== Directions ==
Your job is to report every line of the entries that has "instance".
____________________
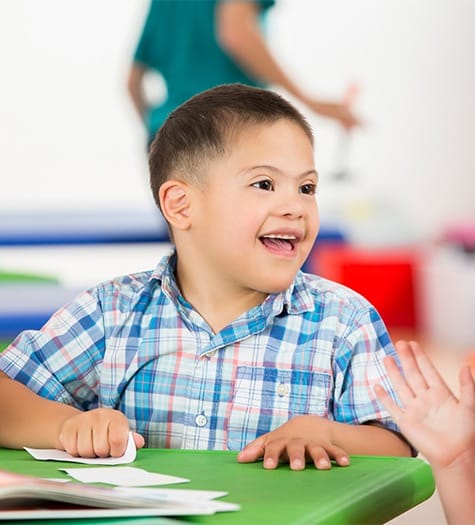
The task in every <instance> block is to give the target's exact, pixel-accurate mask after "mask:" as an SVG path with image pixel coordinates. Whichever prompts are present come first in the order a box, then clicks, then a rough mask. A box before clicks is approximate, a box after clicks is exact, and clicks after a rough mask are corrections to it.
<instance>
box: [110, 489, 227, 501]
mask: <svg viewBox="0 0 475 525" xmlns="http://www.w3.org/2000/svg"><path fill="white" fill-rule="evenodd" d="M114 490H116V491H117V492H123V493H124V494H126V495H128V496H129V495H135V496H137V497H139V498H152V499H154V498H156V499H160V500H162V499H171V500H177V499H183V500H186V501H195V500H196V501H198V502H199V501H210V500H213V499H216V498H222V497H223V496H227V495H228V492H226V491H224V490H196V489H154V488H146V489H144V488H140V487H123V486H119V487H114Z"/></svg>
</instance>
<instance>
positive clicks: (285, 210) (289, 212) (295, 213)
mask: <svg viewBox="0 0 475 525" xmlns="http://www.w3.org/2000/svg"><path fill="white" fill-rule="evenodd" d="M277 210H278V213H279V214H280V215H284V216H287V217H290V218H293V217H295V218H300V217H302V216H303V215H304V213H305V208H304V205H303V202H302V195H300V194H299V193H298V194H295V193H293V192H292V193H291V192H285V193H282V195H281V196H280V198H279V203H278V206H277Z"/></svg>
____________________
== Solved problem ==
The task in every <instance> block is to give the target's exact, pixel-accurate mask after "mask:" as an SVG path with image pixel coordinates. Whichever prompts are present come first in the order a box, then clicks, then a rough mask. A box before clicks is approximate, a box after clicks is exact, and clicks after a rough mask are corrections to it.
<instance>
</instance>
<instance>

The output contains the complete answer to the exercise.